§ **Task directions**
In all of the items below, rename "target" to "object" and keep everything else unchanged. Leave the pictures out of your answer.

(Point annotations for photos)
^^^^^^^^

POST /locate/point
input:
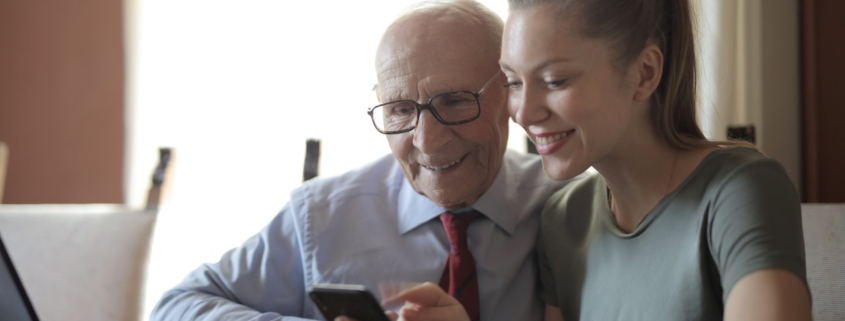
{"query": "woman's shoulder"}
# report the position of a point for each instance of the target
(578, 196)
(732, 164)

^^^^^^^^

§ **Answer below**
POST /locate/point
input:
{"query": "woman's shoulder"}
# report the position of a point for each instance of the object
(578, 196)
(732, 164)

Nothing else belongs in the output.